__TASK BRIEF__
Rewrite the rows below, everything from the line containing "Return one point per instance of the wooden wall" down to the line containing "[(434, 208)]", with "photo" replaced by "image" and all else unchanged. Leave the pictures out of your answer.

__MATERIAL PROVIDED__

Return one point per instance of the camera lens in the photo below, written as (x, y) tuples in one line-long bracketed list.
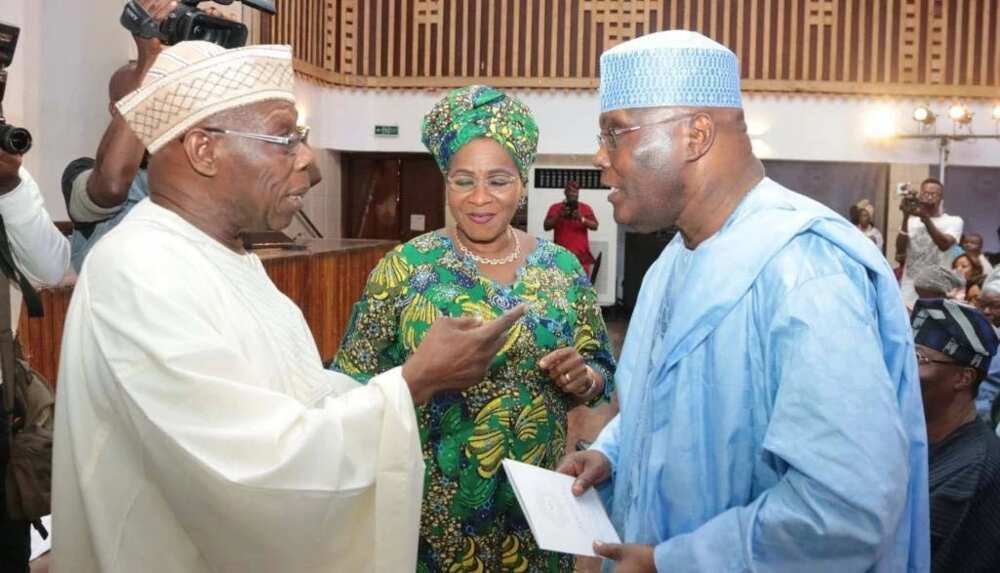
[(16, 140)]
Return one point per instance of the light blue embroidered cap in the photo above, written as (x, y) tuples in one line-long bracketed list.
[(676, 68)]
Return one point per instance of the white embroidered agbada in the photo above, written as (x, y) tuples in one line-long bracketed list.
[(197, 430)]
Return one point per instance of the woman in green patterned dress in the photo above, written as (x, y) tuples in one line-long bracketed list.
[(555, 357)]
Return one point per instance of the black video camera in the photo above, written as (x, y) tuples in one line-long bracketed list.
[(13, 139), (187, 22)]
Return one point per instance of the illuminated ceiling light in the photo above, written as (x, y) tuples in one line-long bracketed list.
[(880, 123), (960, 114), (924, 115)]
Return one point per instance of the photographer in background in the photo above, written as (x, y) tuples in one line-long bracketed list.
[(41, 253), (99, 192), (926, 235), (572, 220)]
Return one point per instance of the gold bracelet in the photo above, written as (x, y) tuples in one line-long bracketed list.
[(593, 382)]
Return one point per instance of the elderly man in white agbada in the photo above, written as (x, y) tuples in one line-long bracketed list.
[(197, 429)]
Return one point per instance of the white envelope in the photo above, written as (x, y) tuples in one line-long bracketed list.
[(559, 520)]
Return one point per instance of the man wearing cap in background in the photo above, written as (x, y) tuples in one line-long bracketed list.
[(955, 344), (197, 429), (773, 421)]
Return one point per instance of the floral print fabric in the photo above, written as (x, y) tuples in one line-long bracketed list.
[(471, 521)]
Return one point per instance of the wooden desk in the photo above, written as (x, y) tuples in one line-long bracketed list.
[(325, 280)]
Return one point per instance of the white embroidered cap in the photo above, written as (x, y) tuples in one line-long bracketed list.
[(191, 81)]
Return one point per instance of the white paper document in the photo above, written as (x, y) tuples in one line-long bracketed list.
[(559, 520)]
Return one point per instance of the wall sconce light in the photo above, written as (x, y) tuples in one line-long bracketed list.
[(924, 115), (960, 114)]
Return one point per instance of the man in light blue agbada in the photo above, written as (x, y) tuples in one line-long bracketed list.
[(770, 405)]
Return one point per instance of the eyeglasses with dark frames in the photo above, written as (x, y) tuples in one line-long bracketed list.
[(924, 359), (291, 142), (609, 139)]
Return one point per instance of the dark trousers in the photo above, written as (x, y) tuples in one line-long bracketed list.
[(15, 545), (15, 535)]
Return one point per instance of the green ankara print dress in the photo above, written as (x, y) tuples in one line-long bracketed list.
[(470, 519)]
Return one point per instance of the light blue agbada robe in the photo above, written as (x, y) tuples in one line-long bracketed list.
[(771, 413)]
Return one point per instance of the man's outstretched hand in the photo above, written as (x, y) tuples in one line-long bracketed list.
[(628, 557), (590, 468)]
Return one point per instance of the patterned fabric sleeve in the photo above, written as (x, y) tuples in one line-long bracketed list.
[(370, 344), (590, 334)]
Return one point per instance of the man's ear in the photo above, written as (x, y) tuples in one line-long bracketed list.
[(966, 379), (202, 151), (701, 132)]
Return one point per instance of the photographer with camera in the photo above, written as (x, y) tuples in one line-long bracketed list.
[(99, 192), (37, 252), (32, 250), (926, 235), (40, 254), (571, 220)]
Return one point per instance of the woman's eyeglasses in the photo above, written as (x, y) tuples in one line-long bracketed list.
[(495, 184)]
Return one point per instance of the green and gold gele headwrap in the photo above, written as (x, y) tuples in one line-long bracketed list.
[(481, 111)]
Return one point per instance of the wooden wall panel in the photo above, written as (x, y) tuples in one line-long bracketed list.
[(905, 47)]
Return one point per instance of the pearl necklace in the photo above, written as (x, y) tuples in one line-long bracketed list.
[(488, 261)]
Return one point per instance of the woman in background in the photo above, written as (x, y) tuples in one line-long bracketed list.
[(556, 357), (862, 214), (970, 268)]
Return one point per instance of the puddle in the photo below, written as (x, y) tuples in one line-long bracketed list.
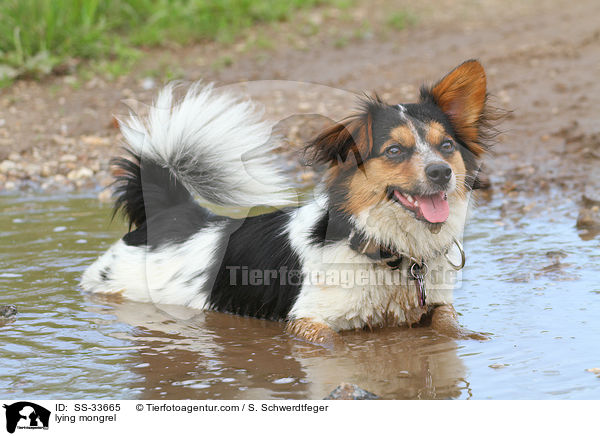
[(530, 280)]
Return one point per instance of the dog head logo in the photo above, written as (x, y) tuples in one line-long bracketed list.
[(26, 415)]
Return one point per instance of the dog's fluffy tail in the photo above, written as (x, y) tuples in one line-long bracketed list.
[(208, 144)]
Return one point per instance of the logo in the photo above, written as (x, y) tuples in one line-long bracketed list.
[(26, 415)]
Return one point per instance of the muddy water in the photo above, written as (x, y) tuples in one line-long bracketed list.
[(530, 280)]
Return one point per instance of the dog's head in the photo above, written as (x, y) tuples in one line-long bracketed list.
[(407, 169)]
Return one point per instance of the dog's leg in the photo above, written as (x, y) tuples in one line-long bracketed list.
[(444, 320), (315, 332)]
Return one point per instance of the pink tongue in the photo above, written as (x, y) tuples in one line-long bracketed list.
[(434, 208)]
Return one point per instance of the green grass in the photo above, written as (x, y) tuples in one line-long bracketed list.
[(38, 35), (401, 19)]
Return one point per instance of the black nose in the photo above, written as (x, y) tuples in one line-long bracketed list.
[(439, 173)]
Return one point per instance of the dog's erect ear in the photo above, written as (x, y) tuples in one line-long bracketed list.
[(346, 142), (461, 94)]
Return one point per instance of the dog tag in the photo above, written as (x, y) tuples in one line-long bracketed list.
[(416, 271)]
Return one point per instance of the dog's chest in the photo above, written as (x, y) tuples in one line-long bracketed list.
[(346, 290)]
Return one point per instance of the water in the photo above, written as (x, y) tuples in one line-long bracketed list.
[(530, 280)]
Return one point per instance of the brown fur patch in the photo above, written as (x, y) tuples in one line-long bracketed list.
[(403, 136), (435, 133), (315, 332), (461, 94), (367, 188)]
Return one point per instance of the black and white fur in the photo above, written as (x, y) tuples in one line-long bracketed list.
[(212, 147)]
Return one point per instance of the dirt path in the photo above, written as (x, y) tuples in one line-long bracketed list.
[(542, 59)]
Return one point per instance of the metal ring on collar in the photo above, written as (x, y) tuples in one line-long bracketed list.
[(424, 266), (462, 256)]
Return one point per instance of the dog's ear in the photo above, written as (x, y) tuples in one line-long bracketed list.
[(347, 142), (461, 95)]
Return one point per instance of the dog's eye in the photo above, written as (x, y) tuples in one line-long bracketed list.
[(447, 147), (396, 151)]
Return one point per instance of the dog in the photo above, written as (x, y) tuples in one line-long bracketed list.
[(369, 249)]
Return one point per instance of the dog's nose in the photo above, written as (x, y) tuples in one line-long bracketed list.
[(439, 173)]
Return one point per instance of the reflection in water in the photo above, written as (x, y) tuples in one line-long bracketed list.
[(185, 354), (530, 280)]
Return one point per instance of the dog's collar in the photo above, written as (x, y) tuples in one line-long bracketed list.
[(417, 269), (364, 245)]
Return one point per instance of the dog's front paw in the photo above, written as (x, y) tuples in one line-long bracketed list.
[(444, 321), (316, 333)]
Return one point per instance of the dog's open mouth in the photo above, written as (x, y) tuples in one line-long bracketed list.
[(431, 208)]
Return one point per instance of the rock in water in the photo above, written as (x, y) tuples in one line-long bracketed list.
[(347, 391), (7, 312), (589, 214)]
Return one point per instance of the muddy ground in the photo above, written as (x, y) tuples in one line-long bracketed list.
[(542, 61)]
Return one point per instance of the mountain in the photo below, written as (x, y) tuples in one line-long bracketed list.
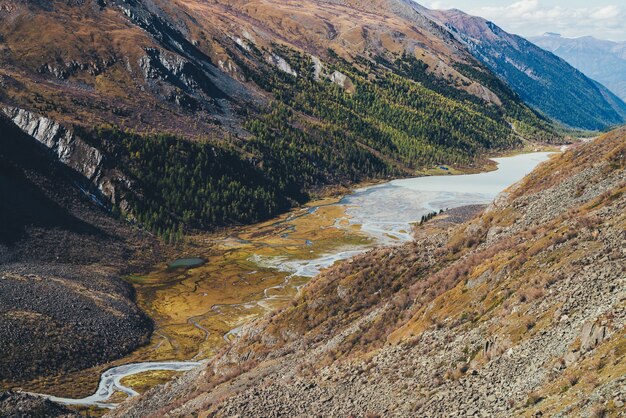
[(516, 311), (126, 120), (196, 115), (603, 61), (63, 304), (543, 80)]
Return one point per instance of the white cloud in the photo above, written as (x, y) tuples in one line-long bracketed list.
[(531, 17)]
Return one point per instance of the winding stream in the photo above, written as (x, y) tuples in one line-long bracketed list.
[(382, 214)]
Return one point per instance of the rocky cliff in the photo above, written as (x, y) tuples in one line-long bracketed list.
[(63, 304), (519, 311)]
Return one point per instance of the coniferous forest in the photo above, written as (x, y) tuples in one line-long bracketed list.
[(392, 119)]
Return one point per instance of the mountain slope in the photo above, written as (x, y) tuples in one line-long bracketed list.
[(295, 95), (518, 312), (543, 80), (63, 304), (604, 61)]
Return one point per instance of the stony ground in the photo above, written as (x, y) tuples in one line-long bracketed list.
[(20, 405), (519, 312)]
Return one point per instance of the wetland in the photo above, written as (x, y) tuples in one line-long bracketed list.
[(221, 282)]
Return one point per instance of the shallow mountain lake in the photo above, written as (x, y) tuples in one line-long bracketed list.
[(187, 263)]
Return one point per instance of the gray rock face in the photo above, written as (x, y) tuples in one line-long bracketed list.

__RESPONSE__
Return one point per instance of the wooden wall panel in the image above, written as (x, y) tuples in one line-long bracketed list.
[(905, 47)]
Return one point per instance of the pearl necklace in the image above, written as (x, y) tuples in one line-long bracketed list.
[(488, 261)]
Return one point per instance of the woman in background in the image above, written as (x, y) tuples in one line-long bracketed list.
[(556, 357), (862, 214), (970, 268)]
Return one point per instance of the puddle in the image below, written as (x, y) tuples in one line-long bracketed list.
[(530, 280)]
Return one point per instance of the dog head logo in the image above, written as (x, y) tuples in one line-long bracketed list.
[(26, 415)]
Return one point per instance of the dog's fluffy tail in the image above, written as (x, y) tuples in one line-long bracketed list.
[(208, 144)]
Return one point per instance of the logo in the image above, written as (x, y) tuples in one line-long bracketed list.
[(26, 415)]
Return one point per instance of the muddy water in the image above, written as (x, y) tuples in one line-long bracketed list.
[(530, 280)]
Return one point per instance of the dog's head in the image above, written as (x, y) tuples in one line-long bracketed list.
[(407, 169)]
Return one point per instance of the dog's leg in the image above, written as (x, y) tuples in one line-long bracketed list.
[(444, 320), (315, 332)]
Return one point per instance of the pink tongue in the image above, written as (x, y) tuples in one line-long bracketed list.
[(434, 208)]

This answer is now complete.